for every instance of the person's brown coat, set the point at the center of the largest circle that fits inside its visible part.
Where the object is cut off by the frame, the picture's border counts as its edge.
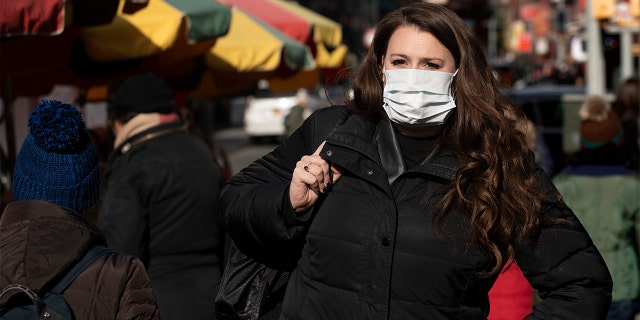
(40, 241)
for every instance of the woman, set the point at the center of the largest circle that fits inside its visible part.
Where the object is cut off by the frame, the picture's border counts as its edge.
(420, 192)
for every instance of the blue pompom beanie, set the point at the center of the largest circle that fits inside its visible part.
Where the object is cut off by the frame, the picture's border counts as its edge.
(57, 161)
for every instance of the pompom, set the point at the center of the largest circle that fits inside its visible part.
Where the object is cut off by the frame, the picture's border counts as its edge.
(57, 127)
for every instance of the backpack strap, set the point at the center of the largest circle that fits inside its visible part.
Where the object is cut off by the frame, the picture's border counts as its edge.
(88, 259)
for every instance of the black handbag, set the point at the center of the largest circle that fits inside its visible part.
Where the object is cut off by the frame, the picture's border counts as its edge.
(249, 289)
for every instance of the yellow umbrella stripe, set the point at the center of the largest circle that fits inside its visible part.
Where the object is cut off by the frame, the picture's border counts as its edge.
(151, 30)
(250, 46)
(325, 30)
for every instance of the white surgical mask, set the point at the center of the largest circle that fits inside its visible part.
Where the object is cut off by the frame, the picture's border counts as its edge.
(418, 98)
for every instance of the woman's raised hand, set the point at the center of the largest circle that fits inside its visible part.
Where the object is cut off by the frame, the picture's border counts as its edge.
(311, 177)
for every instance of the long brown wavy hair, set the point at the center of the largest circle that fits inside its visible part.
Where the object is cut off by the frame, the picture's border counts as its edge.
(495, 186)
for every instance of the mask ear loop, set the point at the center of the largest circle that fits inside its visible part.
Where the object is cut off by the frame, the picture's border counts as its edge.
(453, 92)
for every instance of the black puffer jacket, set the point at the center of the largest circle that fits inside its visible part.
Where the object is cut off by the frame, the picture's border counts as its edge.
(160, 206)
(370, 249)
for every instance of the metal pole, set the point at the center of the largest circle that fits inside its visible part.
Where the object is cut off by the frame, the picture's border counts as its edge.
(595, 65)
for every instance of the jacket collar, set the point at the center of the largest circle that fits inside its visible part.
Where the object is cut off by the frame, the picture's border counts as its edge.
(377, 141)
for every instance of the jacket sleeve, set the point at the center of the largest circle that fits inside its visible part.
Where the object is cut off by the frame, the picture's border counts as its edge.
(564, 266)
(122, 217)
(137, 300)
(254, 204)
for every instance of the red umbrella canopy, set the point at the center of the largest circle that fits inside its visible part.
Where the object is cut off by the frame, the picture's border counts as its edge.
(49, 17)
(36, 36)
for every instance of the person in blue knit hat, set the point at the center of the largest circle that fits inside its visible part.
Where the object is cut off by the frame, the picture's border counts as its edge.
(57, 162)
(43, 232)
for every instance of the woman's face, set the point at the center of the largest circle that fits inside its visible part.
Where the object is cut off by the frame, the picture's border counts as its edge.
(410, 48)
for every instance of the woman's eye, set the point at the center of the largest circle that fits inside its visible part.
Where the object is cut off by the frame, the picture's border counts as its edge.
(431, 65)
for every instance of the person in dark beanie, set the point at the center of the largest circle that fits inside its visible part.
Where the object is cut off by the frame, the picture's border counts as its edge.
(43, 232)
(604, 192)
(161, 197)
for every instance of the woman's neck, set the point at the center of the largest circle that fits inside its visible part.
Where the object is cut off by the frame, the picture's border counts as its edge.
(419, 132)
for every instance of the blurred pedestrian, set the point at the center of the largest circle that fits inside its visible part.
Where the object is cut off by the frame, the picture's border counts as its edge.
(43, 233)
(605, 195)
(161, 197)
(627, 108)
(297, 114)
(410, 200)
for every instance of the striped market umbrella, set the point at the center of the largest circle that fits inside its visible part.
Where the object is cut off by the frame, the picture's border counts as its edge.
(177, 29)
(323, 35)
(251, 51)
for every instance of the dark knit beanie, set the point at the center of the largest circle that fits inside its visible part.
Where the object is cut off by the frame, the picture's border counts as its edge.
(599, 125)
(144, 93)
(57, 162)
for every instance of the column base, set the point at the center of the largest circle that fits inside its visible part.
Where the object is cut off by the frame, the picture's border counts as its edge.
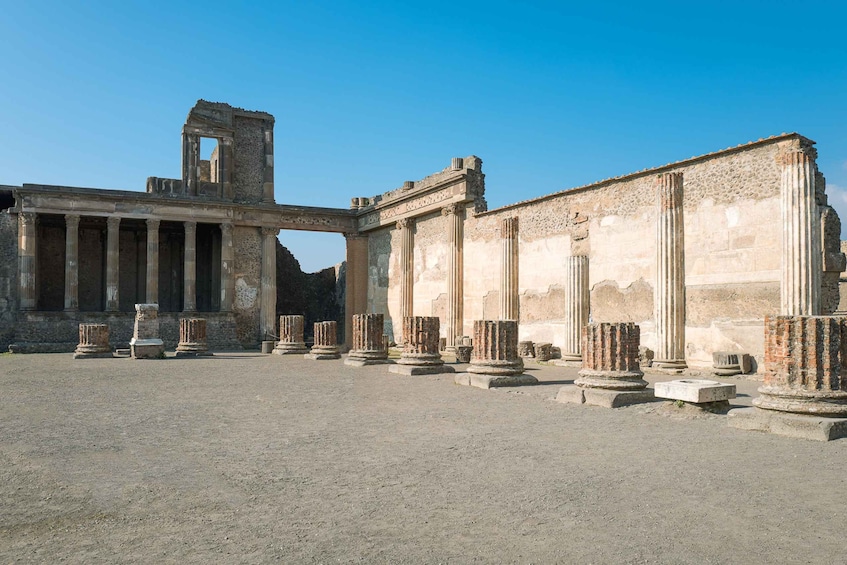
(414, 370)
(494, 381)
(603, 397)
(816, 428)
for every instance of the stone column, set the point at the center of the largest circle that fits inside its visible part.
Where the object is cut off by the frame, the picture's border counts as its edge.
(227, 268)
(152, 261)
(368, 344)
(356, 283)
(189, 286)
(267, 306)
(113, 224)
(192, 338)
(93, 341)
(509, 300)
(805, 365)
(71, 262)
(291, 336)
(455, 242)
(407, 268)
(326, 342)
(801, 240)
(495, 349)
(670, 276)
(268, 179)
(610, 357)
(27, 262)
(577, 301)
(145, 342)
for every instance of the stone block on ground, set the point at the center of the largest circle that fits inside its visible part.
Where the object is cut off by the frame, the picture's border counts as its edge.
(697, 391)
(816, 428)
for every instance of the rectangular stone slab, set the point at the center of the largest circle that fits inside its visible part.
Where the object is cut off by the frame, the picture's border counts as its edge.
(694, 390)
(786, 424)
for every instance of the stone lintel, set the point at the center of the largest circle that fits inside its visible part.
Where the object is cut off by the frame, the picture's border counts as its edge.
(816, 428)
(494, 381)
(414, 370)
(602, 397)
(696, 391)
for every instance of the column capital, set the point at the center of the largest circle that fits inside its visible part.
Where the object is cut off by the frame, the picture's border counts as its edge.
(454, 209)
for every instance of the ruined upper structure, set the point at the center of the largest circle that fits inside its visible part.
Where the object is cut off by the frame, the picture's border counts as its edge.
(697, 252)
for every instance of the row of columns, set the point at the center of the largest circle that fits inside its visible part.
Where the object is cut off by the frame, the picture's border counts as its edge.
(27, 245)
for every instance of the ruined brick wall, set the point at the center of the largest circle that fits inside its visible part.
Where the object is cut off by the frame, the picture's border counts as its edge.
(247, 245)
(8, 277)
(249, 158)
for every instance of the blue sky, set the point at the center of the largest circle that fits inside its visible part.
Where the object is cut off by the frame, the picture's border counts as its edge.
(369, 94)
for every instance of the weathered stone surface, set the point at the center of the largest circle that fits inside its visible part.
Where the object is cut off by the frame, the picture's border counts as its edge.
(805, 361)
(93, 341)
(326, 342)
(697, 391)
(496, 348)
(610, 357)
(192, 338)
(291, 340)
(145, 342)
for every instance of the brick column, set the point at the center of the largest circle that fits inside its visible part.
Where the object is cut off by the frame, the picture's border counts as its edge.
(356, 283)
(268, 297)
(326, 342)
(227, 267)
(509, 299)
(407, 268)
(455, 243)
(495, 350)
(71, 262)
(152, 294)
(801, 240)
(670, 276)
(291, 336)
(805, 365)
(577, 301)
(610, 357)
(368, 345)
(113, 224)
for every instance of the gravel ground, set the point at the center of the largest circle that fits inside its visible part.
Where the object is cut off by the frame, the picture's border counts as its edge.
(246, 458)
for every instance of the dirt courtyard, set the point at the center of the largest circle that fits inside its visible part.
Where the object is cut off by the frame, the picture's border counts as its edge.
(246, 458)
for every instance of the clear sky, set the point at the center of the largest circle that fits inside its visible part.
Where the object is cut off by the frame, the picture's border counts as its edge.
(550, 95)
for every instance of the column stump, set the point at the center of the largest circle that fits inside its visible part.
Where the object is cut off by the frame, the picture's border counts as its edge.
(291, 340)
(192, 338)
(93, 342)
(145, 342)
(326, 342)
(495, 361)
(368, 341)
(805, 383)
(420, 348)
(611, 376)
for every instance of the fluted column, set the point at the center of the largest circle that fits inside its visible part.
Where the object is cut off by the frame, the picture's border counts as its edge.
(455, 243)
(356, 282)
(670, 276)
(27, 245)
(227, 268)
(577, 301)
(113, 225)
(268, 300)
(801, 240)
(407, 267)
(509, 300)
(189, 287)
(71, 262)
(152, 287)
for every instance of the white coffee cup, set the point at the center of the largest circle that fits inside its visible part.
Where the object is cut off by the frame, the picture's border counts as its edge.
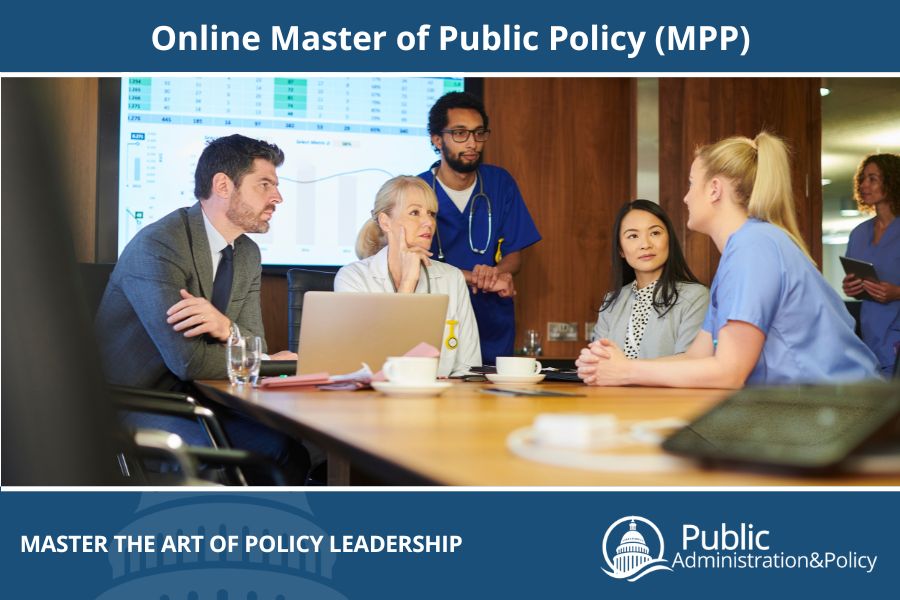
(411, 370)
(518, 366)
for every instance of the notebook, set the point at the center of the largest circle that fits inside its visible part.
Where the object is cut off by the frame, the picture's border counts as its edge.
(341, 330)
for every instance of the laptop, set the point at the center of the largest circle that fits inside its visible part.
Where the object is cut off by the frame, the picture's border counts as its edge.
(341, 330)
(793, 427)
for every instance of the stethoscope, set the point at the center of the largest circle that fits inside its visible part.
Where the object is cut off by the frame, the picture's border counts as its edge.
(472, 202)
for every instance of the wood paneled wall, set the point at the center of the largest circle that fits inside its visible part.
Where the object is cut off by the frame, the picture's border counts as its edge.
(570, 144)
(699, 111)
(72, 104)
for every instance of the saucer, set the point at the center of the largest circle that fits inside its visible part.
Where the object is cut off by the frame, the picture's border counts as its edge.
(419, 389)
(497, 378)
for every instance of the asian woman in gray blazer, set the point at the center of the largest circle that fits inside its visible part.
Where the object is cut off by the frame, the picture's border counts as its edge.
(656, 305)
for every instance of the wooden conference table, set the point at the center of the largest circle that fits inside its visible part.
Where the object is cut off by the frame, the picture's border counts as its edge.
(460, 437)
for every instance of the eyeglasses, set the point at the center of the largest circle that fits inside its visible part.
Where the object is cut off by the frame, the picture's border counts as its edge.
(461, 135)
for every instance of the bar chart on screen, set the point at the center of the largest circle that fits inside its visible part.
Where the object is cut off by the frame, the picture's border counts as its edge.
(342, 139)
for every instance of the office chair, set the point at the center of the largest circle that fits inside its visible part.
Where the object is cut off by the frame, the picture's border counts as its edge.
(59, 423)
(301, 281)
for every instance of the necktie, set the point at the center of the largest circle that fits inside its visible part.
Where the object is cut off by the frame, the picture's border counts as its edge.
(222, 282)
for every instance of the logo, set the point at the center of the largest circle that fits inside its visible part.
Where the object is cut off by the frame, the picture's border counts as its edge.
(633, 558)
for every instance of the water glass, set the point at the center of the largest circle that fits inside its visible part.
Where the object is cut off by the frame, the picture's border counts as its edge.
(244, 359)
(531, 343)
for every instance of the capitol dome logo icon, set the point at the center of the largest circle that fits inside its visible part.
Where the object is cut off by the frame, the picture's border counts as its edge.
(633, 556)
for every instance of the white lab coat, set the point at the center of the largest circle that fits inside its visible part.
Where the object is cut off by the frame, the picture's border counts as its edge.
(371, 275)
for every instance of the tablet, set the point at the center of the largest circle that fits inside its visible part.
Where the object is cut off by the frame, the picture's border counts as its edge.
(793, 427)
(860, 268)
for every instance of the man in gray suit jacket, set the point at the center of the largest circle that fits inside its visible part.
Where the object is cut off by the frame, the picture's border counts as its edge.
(157, 326)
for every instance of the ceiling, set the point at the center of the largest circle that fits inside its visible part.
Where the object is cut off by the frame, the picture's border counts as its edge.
(860, 116)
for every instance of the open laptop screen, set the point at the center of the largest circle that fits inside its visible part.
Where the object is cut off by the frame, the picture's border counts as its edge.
(341, 330)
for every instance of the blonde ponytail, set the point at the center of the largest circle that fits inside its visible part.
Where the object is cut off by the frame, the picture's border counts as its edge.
(772, 198)
(760, 172)
(370, 239)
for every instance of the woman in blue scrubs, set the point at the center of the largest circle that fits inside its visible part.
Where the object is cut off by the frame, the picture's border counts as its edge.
(877, 189)
(772, 318)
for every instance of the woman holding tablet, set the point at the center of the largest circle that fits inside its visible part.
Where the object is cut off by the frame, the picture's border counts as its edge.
(877, 241)
(394, 248)
(656, 305)
(772, 318)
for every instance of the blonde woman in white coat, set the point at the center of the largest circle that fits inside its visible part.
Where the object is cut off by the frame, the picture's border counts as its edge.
(394, 250)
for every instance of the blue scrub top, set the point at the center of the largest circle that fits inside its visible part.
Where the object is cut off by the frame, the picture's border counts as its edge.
(511, 222)
(764, 279)
(879, 322)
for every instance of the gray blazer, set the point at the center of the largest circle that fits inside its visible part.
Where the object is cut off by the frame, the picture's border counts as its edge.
(670, 334)
(137, 346)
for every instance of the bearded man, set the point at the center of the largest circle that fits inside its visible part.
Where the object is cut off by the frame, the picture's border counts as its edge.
(188, 281)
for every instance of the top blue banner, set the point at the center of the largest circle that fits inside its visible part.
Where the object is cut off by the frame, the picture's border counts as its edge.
(503, 36)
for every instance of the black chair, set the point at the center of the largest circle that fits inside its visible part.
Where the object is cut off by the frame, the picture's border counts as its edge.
(301, 281)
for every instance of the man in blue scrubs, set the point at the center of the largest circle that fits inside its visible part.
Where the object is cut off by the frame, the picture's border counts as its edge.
(482, 222)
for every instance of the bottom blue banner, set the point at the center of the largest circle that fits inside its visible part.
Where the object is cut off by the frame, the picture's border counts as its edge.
(446, 544)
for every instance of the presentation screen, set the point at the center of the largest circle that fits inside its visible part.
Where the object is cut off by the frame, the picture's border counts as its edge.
(342, 139)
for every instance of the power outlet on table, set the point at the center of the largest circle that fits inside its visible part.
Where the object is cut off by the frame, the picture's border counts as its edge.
(562, 332)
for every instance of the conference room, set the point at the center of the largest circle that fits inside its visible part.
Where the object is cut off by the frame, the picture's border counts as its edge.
(89, 162)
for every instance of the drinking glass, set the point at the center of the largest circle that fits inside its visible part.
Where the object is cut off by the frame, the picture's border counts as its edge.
(244, 359)
(531, 343)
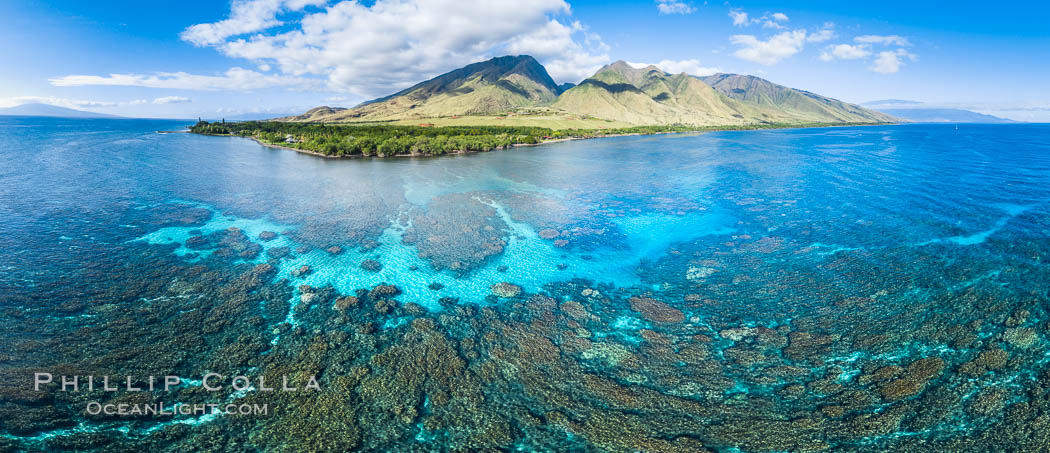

## What to produce
Both the line above containing "for every instance of the column base, set" and the line containing "for every instance of the stone block" belong in the copy, along with every line between them; print these exactly and omit the pictures.

## Your response
for every instance of the column base, set the point at the center of the largest circle that fits inside its visible part.
Where the object is cut off by the frame, the picture's border counts as its edge.
(414, 370)
(494, 381)
(603, 397)
(816, 428)
for every instance of the stone column, set the point at the center of the largest circle that fits inside its visible part.
Where the object is cut off by the frame, the picture's border counts as its edge.
(227, 268)
(152, 261)
(368, 344)
(356, 283)
(189, 286)
(267, 306)
(113, 224)
(192, 338)
(93, 341)
(509, 300)
(805, 365)
(71, 262)
(291, 336)
(455, 242)
(407, 268)
(326, 342)
(801, 240)
(495, 349)
(670, 276)
(268, 179)
(610, 357)
(27, 262)
(577, 301)
(145, 342)
for every instance of the stone block on ground, set the point at the center of the largest circle that fits inside its visible part.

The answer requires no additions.